TO DO> Set down exactly, and only, the lines from the one with "where the small" to the final line of the entries, both included.

Spatial localization data>
· · ·

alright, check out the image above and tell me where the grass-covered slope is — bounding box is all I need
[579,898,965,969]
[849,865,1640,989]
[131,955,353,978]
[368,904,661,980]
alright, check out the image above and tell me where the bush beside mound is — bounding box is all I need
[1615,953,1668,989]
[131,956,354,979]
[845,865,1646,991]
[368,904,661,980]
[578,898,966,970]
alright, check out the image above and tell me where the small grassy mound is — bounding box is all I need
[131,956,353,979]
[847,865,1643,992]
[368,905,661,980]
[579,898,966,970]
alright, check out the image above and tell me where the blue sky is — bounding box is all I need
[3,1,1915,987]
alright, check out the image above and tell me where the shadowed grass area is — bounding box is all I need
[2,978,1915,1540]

· · ·

WRITTEN ANSWER>
alright, check out the image above and tell me where the small grassy mound is — bounding box is all I need
[131,956,353,979]
[847,865,1643,992]
[368,905,661,980]
[579,898,966,970]
alright, check out the image above and tell me where the blue sky is — bounding box is all I need
[3,1,1915,987]
alright, check out the image above and tell me where the shadowed grass area is — bounding box is all I need
[2,978,1915,1540]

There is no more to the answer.